*** Opening Excerpt ***

So I broke this out as its own piece: on the Shen Zhixing side, build a Suwan content library, use SQLite to hold state, and also export JSON and Markdown. Each candidate has to spell out its source, the cleaned title, why it's worth reading, suggested angle, content form, audience, risk, whether more sources are needed, and current state.

This step matters a lot. It turns "information" into "content candidates," but stops short of becoming "final article." Shen Zhixing finds, washes, filters, organizes, and files into the candidate library. Suwan selects, judges, expands, writes. The owner decides what moves to the next step.

Shen Zhixing puts cleaned content candidates into a local Suwan content library, waiting for owner review and Suwan pickup

How I started avoiding GPT's misguidance

The most valuable thing from this round isn't "we got to 257 sources." That number is just a result. What's actually valuable is that I started to know, more clearly, when not to let GPT define "done" for me.

Now I hold it down with a few hard rules:

  • First, every PASS gets one question: what does this PASS actually prove, and what does it not prove?
  • Second, a sample result can't represent full-volume capability. Sampling is a signal, not acceptance.
  • Third, crossing a number threshold isn't crossing the value threshold. Source count, candidate count, test count — all of them have to bind to "useful, usable, handoff-able."
  • Fourth, state names should be conservative. Write pre-Day1, owner review required, paths pending — don't write stage results as fully done.
  • Fifth, negative conditions matter more than positive descriptions: don't publish, don't send externally, don't bypass limits, don't count stubs as success, don't write pending as done.
  • Sixth, conclusions in chat are not the canonical source. The final answer goes back to files, outputs, tests, queues, reports, and owner decisions.

The place GPT pulls me off most often is its smoothness. It'll give you a balanced-looking judgment: body done, boundaries noted, here's the next step. It sounds mature, but if the acceptance criteria are wrong, that maturity is more dangerous.

So now I trust another move more: break "done" apart.

Fetching done doesn't mean curation done. Curation done doesn't mean Suwan can pick up. Suwan picking up doesn't mean Day 1 started. Day 1 started doesn't mean long-term capability done. Each layer needs its own input, output, boundary, and owner decision.

How I understand an information agent now

A proper information-fetching agent can have "fetch" in its name, but the core isn't fetching.

*** Closing Excerpt ***

* _Exercise A_: Reproduce the essay on the Shen Zhixing content library verbatim, from "Fetching done doesn't" up to and including "core isn't fetching.".
* _Exercise B_: Carry on the essay about information agents, picking up after its final sentence.

*** Opening Supplied entries ***

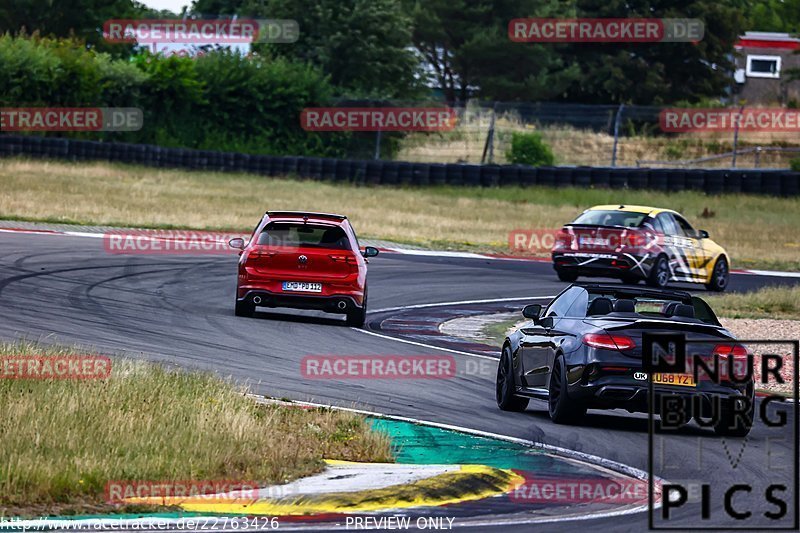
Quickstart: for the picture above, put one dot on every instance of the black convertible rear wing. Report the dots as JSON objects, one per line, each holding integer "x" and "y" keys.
{"x": 330, "y": 216}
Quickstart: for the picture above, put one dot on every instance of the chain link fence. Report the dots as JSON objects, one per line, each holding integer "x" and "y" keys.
{"x": 595, "y": 135}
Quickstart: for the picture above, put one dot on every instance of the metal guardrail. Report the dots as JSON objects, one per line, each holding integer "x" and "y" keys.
{"x": 399, "y": 173}
{"x": 758, "y": 150}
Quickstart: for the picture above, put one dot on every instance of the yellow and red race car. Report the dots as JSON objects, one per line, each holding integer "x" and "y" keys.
{"x": 634, "y": 242}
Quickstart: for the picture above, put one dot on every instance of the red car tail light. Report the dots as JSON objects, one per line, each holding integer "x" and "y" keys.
{"x": 609, "y": 342}
{"x": 255, "y": 253}
{"x": 563, "y": 239}
{"x": 344, "y": 258}
{"x": 736, "y": 359}
{"x": 735, "y": 350}
{"x": 636, "y": 238}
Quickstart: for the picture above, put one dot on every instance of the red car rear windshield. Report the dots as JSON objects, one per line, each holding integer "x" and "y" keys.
{"x": 599, "y": 217}
{"x": 304, "y": 236}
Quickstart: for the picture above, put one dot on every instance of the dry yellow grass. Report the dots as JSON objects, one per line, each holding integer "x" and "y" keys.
{"x": 62, "y": 441}
{"x": 758, "y": 231}
{"x": 584, "y": 147}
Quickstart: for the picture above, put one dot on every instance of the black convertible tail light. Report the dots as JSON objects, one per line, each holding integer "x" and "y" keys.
{"x": 609, "y": 342}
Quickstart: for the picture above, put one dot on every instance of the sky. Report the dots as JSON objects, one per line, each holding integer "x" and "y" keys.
{"x": 173, "y": 5}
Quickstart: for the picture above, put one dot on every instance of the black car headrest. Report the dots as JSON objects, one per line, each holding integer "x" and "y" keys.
{"x": 683, "y": 310}
{"x": 669, "y": 308}
{"x": 624, "y": 306}
{"x": 599, "y": 306}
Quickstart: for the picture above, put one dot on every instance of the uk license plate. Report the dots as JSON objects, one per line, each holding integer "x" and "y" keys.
{"x": 302, "y": 286}
{"x": 681, "y": 380}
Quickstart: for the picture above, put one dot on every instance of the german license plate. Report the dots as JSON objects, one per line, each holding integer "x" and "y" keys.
{"x": 302, "y": 286}
{"x": 682, "y": 380}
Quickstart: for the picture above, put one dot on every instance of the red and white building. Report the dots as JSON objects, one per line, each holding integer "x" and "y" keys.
{"x": 763, "y": 64}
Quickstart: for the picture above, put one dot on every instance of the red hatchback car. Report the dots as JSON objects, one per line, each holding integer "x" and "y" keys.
{"x": 303, "y": 261}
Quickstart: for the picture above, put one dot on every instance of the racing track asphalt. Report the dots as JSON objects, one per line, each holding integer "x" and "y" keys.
{"x": 179, "y": 310}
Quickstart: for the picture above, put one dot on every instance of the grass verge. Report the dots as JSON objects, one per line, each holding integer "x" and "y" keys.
{"x": 758, "y": 231}
{"x": 779, "y": 302}
{"x": 62, "y": 441}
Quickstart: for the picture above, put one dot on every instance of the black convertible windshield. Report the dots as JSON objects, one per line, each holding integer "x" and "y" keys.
{"x": 626, "y": 303}
{"x": 598, "y": 217}
{"x": 304, "y": 235}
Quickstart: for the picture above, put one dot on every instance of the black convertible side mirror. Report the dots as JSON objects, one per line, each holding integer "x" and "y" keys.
{"x": 532, "y": 311}
{"x": 370, "y": 251}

*** Closing Supplied entries ***

* _Task answer A_:
Fetching done doesn't mean curation done. Curation done doesn't mean Suwan can pick up. Suwan picking up doesn't mean Day 1 started. Day 1 started doesn't mean long-term capability done. Each layer needs its own input, output, boundary, and owner decision.

How I understand an information agent now

A proper information-fetching agent can have "fetch" in its name, but the core isn't fetching.

* _Task answer B_:
It needs at least six layers:

  • source universe — knowing where it looks at the world from, which sources are worth watching long-term.
  • validation — every source has to be verifiable, demotable, replaceable, not permanently parked on the list.
  • item organization — turning what's fetched into trackable items, not scattered headlines.
  • quality judgment — identifying duplicates, clickbait, low value, risk, and what's actually worth reading.
  • handoff library — splitting different goals into different queues, especially for a content role like Suwan.
  • owner review — key states don't auto-promote past their authority; the final release is left to a human.

Once it gets here, I'm willing to accept Shen Zhixing at this stage. But I won't say it's done.

Because there's still real local-database path integration ahead, still Suwan's feedback on candidates flowing back, still source-quality maintenance after Day 1 runs. An information agent really matures not when it runs on day one, but when, after running for a while, it gets better and better at knowing what's worth reading and what shouldn't bother me.

The lesson from this round is simple: don't let the AI's "sense of completion" replace my "sense of acceptance."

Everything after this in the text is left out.